SHORT TASK 1:
Convert the records below into a JSON list of strings with one string per line and blank lines left out. Begin at the first line of the records and stop after the line that has "pixel 135 130".

SOURCE EXCERPT:
——————————

Installing Visual Studio

At the heart of ML.NET development is Microsoft Visual Studio. For all samples and screenshots used throughout this book, Microsoft Visual Studio 2019 Professional on Windows 10 19H2 will be used. At the time of writing, 16.3.0 is the latest version. Please use the latest version available. If you do not have Visual Studio 2019, a fully featured Community version is available for free on www.visualstudio.com.

For the scope of this book as mentioned in Chapter 1, Getting Started with Machine Learning and ML.NET, we will be creating a wide range of application types to demonstrate ML.NET in various problem areas on specific application platforms. Hence, we are going to install several of the available workloads upfront to avoid having to return to the installer in later chapters:

  1. Firstly, ensure that .NET desktop developmentUniversal Windows Platform Development, and ASP.NET and web development are checked. These workloads will enable you to create UWP, WPF, and ASP.NET applications that we will be using in later chapters:

  1.  In addition, ensure that .NET Core cross-platform development is also checked. This will enable .NET Core development for both command-line and desktop apps, such as the app we will be making later in this chapter:

Installing .NET Core 3

As mentioned in Chapter 1, Getting Started with Machine Learning and ML.NET, .NET Core 3 is the preferred .NET framework at the time of writing when targeting multiple platforms, due to the optimization work achieved during the development of .NET Core 3. At the time of writing .NET Core 3 is not bundled with the Visual Studio Installer prior to version 16.3.0 and needs to be downloaded separately here: https://dotnet.microsoft.com/download/dotnet-core/3.0. The download specifically used through the scope of this book is version 3.0.100, but a newer version may be available by the time you are reading this. For those readers who are curious, the runtime is bundled with the SDK.

You can verify that the installation was successful by opening a PowerShell or Command Prompt and executing the following command:

dotnet --version
3.0.100

The output should begin with 3, as shown here. At the time of writing, 3.0.100 is the latest production version available.

Be sure to install both 32-bit and 64-bit versions to avoid issues when targeting 32-bit and 64-bit platforms later on in this book and your future experiments.

Creating a process

Over the course of this book and your own explorations, you will gather sample data, build models, and try various applications. Establishing a process early on to keep these elements organized will make things easier in the long run. Here are a few suggestions to keep in mind:

  • Always use source control for all of your code.
  • Ensure that test and training sets are named properly in their own folders (versioned if possible).
  • Versioning models with both naming and source control.
  • Retain evaluation metrics in a spreadsheet along with the parameters used.

As you develop your skillset and create more complex problems, additional tooling such as Apache Spark or other clustering platforms will more than likely be required. We will discuss this in Chapter 11, Training and Building Production Models, along with other suggestions on training at scale.

——————————

DATASET ENTRIES:
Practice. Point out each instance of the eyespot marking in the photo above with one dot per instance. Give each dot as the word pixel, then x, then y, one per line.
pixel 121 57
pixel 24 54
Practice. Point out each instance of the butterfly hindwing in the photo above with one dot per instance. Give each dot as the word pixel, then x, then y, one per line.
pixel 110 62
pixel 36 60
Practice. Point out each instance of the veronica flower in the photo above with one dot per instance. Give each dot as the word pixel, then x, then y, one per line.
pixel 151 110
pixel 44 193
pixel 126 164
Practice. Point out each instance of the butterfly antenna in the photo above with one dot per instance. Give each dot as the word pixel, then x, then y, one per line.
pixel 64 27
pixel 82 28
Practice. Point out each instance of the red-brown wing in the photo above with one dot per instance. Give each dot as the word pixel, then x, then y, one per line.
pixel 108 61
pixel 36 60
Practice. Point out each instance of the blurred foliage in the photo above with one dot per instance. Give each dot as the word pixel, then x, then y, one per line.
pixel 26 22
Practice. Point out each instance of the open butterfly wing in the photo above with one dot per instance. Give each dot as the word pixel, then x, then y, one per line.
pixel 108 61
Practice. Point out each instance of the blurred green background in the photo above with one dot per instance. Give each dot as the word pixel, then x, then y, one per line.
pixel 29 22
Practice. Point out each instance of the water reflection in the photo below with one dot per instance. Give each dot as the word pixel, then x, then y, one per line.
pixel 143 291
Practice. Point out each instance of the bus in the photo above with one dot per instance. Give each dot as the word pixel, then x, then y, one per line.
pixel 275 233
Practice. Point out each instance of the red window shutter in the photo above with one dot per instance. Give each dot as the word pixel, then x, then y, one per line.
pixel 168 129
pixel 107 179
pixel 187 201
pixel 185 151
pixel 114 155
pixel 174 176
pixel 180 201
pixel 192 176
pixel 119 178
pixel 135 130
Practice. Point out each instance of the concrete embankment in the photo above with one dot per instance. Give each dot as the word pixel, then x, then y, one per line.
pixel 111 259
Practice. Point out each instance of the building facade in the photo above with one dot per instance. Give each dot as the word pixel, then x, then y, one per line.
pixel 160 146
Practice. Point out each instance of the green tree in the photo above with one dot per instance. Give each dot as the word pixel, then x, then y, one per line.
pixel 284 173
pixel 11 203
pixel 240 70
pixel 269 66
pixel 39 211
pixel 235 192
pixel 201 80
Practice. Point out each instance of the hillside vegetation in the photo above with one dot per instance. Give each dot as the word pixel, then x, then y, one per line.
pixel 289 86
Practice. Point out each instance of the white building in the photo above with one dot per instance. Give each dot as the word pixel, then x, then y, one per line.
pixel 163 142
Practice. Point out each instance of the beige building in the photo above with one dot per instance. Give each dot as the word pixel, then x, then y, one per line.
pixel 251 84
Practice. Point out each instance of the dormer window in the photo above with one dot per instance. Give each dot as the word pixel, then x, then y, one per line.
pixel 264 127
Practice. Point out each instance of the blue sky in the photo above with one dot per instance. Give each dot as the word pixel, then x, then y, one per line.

——————————

SHORT TASK 2:
Reproduce word for word the passage of the ML.NET setup excerpt above that begins at the words "Creating a process" and stops after "the parameters used.".

ANSWER 1:
[
  "Practice. Point out each instance of the eyespot marking in the photo above with one dot per instance. Give each dot as the word pixel, then x, then y, one per line.",
  "pixel 121 57",
  "pixel 24 54",
  "Practice. Point out each instance of the butterfly hindwing in the photo above with one dot per instance. Give each dot as the word pixel, then x, then y, one per line.",
  "pixel 110 62",
  "pixel 36 60",
  "Practice. Point out each instance of the veronica flower in the photo above with one dot per instance. Give each dot as the word pixel, then x, then y, one per line.",
  "pixel 151 110",
  "pixel 44 193",
  "pixel 126 164",
  "Practice. Point out each instance of the butterfly antenna in the photo above with one dot per instance. Give each dot as the word pixel, then x, then y, one per line.",
  "pixel 64 27",
  "pixel 82 28",
  "Practice. Point out each instance of the red-brown wing in the photo above with one dot per instance. Give each dot as the word pixel, then x, then y, one per line.",
  "pixel 108 61",
  "pixel 36 60",
  "Practice. Point out each instance of the blurred foliage in the photo above with one dot per instance. Give each dot as the word pixel, then x, then y, one per line.",
  "pixel 26 22",
  "Practice. Point out each instance of the open butterfly wing in the photo above with one dot per instance. Give each dot as the word pixel, then x, then y, one per line.",
  "pixel 108 61",
  "Practice. Point out each instance of the blurred green background in the photo above with one dot per instance. Give each dot as the word pixel, then x, then y, one per line.",
  "pixel 29 22",
  "Practice. Point out each instance of the water reflection in the photo below with one dot per instance. Give each dot as the word pixel, then x, then y, one per line.",
  "pixel 143 291",
  "Practice. Point out each instance of the bus in the photo above with one dot per instance. Give each dot as the word pixel, then x, then y, one per line.",
  "pixel 275 233",
  "Practice. Point out each instance of the red window shutter in the photo above with one dot per instance. Give each dot as the word pixel, then x, then y, one per line.",
  "pixel 168 129",
  "pixel 107 179",
  "pixel 187 201",
  "pixel 185 151",
  "pixel 114 155",
  "pixel 174 176",
  "pixel 180 201",
  "pixel 192 176",
  "pixel 119 178",
  "pixel 135 130"
]

ANSWER 2:
Creating a process

Over the course of this book and your own explorations, you will gather sample data, build models, and try various applications. Establishing a process early on to keep these elements organized will make things easier in the long run. Here are a few suggestions to keep in mind:

  • Always use source control for all of your code.
  • Ensure that test and training sets are named properly in their own folders (versioned if possible).
  • Versioning models with both naming and source control.
  • Retain evaluation metrics in a spreadsheet along with the parameters used.